» RECORDS FOR PROCESSING
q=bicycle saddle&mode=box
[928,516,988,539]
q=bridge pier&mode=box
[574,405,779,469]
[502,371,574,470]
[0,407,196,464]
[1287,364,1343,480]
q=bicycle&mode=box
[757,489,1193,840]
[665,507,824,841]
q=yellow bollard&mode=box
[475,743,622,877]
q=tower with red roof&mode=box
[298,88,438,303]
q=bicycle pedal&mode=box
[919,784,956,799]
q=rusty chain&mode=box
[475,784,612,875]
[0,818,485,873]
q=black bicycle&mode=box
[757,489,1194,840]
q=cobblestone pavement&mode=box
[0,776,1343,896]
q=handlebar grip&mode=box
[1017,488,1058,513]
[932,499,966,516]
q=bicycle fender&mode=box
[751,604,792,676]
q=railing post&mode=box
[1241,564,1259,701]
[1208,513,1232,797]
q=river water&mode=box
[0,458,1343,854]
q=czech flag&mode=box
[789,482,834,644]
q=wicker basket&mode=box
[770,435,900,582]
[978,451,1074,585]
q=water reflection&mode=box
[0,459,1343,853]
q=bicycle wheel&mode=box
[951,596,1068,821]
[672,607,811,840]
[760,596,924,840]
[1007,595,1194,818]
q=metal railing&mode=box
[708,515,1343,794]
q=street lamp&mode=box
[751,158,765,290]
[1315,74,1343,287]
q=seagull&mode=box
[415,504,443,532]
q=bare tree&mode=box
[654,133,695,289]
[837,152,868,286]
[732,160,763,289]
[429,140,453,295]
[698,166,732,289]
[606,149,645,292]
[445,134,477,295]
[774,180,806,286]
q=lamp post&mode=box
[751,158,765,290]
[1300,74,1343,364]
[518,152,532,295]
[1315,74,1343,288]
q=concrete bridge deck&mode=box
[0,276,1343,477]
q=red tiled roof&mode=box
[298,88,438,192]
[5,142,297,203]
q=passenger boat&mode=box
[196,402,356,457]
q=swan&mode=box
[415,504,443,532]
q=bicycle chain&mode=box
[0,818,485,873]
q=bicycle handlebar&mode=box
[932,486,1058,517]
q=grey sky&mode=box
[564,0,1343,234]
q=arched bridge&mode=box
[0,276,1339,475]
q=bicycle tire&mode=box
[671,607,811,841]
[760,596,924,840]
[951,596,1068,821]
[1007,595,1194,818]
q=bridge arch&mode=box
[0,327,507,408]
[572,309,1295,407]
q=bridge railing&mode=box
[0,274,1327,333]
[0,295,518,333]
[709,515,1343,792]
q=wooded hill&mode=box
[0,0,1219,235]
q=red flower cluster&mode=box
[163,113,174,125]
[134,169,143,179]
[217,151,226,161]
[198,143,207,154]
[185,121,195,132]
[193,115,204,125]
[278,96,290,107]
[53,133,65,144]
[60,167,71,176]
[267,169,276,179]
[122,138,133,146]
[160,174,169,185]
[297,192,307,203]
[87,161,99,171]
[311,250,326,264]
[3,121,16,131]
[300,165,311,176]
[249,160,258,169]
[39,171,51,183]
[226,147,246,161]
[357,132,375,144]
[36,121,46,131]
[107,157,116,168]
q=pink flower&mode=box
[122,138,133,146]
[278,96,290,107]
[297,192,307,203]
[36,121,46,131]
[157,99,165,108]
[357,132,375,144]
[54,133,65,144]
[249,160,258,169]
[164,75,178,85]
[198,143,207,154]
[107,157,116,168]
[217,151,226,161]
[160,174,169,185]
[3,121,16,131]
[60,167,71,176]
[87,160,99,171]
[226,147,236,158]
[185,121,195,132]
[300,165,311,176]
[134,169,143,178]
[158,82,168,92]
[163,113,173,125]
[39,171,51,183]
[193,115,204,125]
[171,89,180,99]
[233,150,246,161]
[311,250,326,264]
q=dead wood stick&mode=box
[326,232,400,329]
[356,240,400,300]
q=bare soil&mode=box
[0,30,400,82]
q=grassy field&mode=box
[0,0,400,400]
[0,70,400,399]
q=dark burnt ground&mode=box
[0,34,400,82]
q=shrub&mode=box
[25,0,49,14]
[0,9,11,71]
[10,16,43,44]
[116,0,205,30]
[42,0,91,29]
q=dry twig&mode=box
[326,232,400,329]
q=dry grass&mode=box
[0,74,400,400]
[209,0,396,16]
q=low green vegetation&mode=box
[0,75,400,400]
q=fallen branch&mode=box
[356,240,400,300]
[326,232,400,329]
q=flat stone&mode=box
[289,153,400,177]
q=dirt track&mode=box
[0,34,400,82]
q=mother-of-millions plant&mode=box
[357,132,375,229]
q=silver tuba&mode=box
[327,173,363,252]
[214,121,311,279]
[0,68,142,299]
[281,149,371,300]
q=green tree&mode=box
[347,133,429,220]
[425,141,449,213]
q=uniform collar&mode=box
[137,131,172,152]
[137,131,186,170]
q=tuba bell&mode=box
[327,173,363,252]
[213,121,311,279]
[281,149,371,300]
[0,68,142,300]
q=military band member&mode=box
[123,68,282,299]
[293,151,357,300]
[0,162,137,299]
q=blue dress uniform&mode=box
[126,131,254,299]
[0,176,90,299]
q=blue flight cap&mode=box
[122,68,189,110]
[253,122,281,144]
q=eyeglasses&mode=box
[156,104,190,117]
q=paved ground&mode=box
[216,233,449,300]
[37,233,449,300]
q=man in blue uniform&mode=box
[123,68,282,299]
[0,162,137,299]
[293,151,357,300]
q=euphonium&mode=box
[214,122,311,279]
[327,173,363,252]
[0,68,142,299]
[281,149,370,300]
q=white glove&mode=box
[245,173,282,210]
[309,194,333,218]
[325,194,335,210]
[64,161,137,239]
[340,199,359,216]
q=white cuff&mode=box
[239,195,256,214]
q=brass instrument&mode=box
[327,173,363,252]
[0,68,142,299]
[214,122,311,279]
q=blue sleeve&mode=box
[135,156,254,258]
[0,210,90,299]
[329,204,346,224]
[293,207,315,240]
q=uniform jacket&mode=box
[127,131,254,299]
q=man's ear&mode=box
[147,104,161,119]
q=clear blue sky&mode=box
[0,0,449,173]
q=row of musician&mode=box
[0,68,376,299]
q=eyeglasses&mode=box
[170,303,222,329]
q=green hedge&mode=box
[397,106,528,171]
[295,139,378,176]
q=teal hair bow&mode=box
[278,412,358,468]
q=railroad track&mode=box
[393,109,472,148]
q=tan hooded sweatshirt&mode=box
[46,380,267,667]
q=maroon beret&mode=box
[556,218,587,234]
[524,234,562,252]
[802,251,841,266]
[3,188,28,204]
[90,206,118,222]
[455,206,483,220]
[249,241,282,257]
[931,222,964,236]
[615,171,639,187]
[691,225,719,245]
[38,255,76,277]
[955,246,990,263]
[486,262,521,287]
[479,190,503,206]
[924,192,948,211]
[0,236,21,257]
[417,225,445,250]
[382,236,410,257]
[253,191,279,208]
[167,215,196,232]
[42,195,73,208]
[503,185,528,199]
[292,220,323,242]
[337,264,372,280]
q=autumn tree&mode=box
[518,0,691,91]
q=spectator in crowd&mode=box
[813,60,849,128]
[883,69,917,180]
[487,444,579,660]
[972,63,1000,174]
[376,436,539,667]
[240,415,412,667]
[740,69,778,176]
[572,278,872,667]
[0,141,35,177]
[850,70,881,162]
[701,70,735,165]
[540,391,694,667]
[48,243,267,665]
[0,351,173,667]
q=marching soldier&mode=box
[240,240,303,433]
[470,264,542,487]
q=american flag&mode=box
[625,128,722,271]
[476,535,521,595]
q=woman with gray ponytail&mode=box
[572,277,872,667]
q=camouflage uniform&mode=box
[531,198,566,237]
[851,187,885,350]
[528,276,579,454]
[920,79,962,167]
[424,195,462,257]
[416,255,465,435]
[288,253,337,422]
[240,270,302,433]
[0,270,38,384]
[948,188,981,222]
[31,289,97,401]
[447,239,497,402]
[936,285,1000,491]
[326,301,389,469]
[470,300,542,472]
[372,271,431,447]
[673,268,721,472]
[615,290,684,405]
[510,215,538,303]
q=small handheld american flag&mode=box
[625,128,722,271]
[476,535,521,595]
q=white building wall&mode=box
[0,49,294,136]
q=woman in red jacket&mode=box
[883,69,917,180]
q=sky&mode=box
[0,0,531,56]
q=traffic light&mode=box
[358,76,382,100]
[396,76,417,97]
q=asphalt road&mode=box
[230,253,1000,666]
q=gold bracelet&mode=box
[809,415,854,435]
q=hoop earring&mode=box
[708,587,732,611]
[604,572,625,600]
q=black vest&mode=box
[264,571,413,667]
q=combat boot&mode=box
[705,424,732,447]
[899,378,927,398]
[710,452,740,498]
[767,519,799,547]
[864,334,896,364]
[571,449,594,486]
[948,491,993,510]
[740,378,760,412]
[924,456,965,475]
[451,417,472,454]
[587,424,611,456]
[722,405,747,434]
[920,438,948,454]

» YOUR GOAL
Starting with the line that contains "q=small handheld american flag&mode=box" and continuing through the line that contains "[264,571,413,667]", reproduce every line in that range, shifting each bounding-box coordinate by adding 119 to it.

» SOLUTION TO THE EXERCISE
q=small handheld american flag&mode=box
[744,247,841,390]
[595,654,640,714]
q=white building wall&mode=box
[119,168,413,255]
q=woman in red jacket&mode=box
[1002,188,1036,299]
q=sky&mode=box
[119,119,650,175]
q=traffic light&mode=box
[477,195,501,219]
[515,195,536,216]
q=asphalt road&mode=box
[349,372,1119,785]
q=gold bracelet&mode=box
[928,534,973,554]
q=hoop earring&mode=box
[827,706,851,730]
[723,691,744,719]
q=black vest&mode=box
[383,690,532,786]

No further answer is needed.